**Requests**
A – In the blog post mocking a Facebook soul-mate status, at what time was the first status posted?
B – Please write the next part of the blog post mocking a Facebook soul-mate status, picking up right after its final sentence.

**Extract to read**
◇ ◇ ◇ ◇

Sunday, December 4, 2011

Looking for your soul mate? Have you tried not being a psycho?

Just saw someone post this on their Facebook page:

Status: "I want a man that is good looking, has a job, dont do drugs, wants to have a serious relation and number 1 GREAT SEX, maybe marriage n maybe 1 kid, the sex is the most important thing, guys needs to know how to truely make love w a women, also guys needs to know to lick our right spots n do it great"
Their own comment on it: "Girls love U to pay alot of attendtion.for us caring n sweet n we like to feel special"


Next status just a few minutes later: "Here is my soul mate... sweet, has lots of real love to give to me the serious loving relationship. I want a guy thats single that has a place that its only him n animals if he has any. Also loves to have fun and a sweet guy inside n out.. I want to spend some real time with a man that can make my heart flutter and sex that curls my toes.. Older or young guys.. If this is you then post it n we can talk ;-) xoxo"
Their own comment on it: "I love funny guys too, just loves to have fun. No lier or cheaters"
Another comment on their own status (which btw no one has commented on): "I need a soul mate... where are you ??? lol"

Ok let's try to analyze this crazy bitch. First off, you're looking for your soul mate on Facebook. Which means the only people that are going to read this, are going to be people that you already know. Are we supposed to pass the word on to others? What do you want us to do?

First status has a list of demands. One being, you need a job. Well a good way to start is by posting this on a Sunday night at 11:30. Lots of guys with jobs are up on Facebook at this time. (I don't count b/c I have weird hours and I work overnight on Sundays.) After the first sentence, I count multiple misspellings, grammar and punctuation errors. Already you're out of the running for me. You've now narrowed down your choices to guys that are as dumb as you are. Now you start talking about marriage and a kid?! You've now narrowed down your choices to nobody. We need to lick your right spots and do it right? Same here, bitch.

Now you've gone and commented on your own status. Sad. Desperation has kicked in. And you've included about 3 sentences in one. "n" does not mean "and". "U" does not mean "you". And I can't pay "attendtion" to you because I'm still trying to translate your language in to mine. Oh you want the guy to make you feel special? I think if you took an intelligence test, that would be covered.

◇ ◇ ◇ ◇

**Source data**
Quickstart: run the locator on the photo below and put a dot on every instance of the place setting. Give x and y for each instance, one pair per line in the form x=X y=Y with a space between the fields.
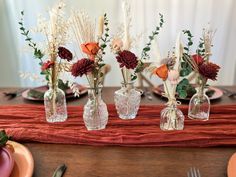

◇ ◇ ◇ ◇

**The responses**
A – At 11:30 on a Sunday night.

B –
Ok now we're on to the next status, which is looking for a soul mate. Fun. Now one of the first demands on this one is that the guy has to be single. This is telling me that she's gone for guys who are not. Usually being single is something that is implied, but she wants to make sure y'all know that you can't be married when you get married to her. "Also loves to have fun." I hate fun. Who wants to have fun? Not me. Next. "A sweet guy inside and out?" Now I have to taste sweet on the outside? How am I going to do that? "Sex that curls your toes"? Bitch, that's called a vibrator. Get one.

Now she has commented saying she wants funny guys. This is just like the joke I do on stage where girls always ask for that. Guess what, you're a needy bitch and being funny isn't going to be enough for you. And during all this, you have failed to mention any kind of redeeming qualities that you possess. What are you bringing to the table besides a used cosloppus? I'm going to need more than that if you want my awesome qualities that you are asking for. You get everything you want, and I got a lazy, clinging bitch that needs me to take care of her and pay all her bills. Oh I will have a place of my own, but that doesn't mean you bring your suitcases and your kid over with you, rent free.

"No lier or cheaters". Ok well guess what, whatever guy is interested at this point, is going to lie and say they don't cheat. That's who is in your league. Don't try to go out of your league. Plus the guy is going to be a "lier" if you want him to make you feel special. He's going to have to figure out something because if he was honest with you, he'd tell you that you're a complete moron who can't read or write. But again, that would be him telling you that you are "special". Just not the kind of special you were going for.

And this has been another installment of Why Jeff is Single. Thank you for your time.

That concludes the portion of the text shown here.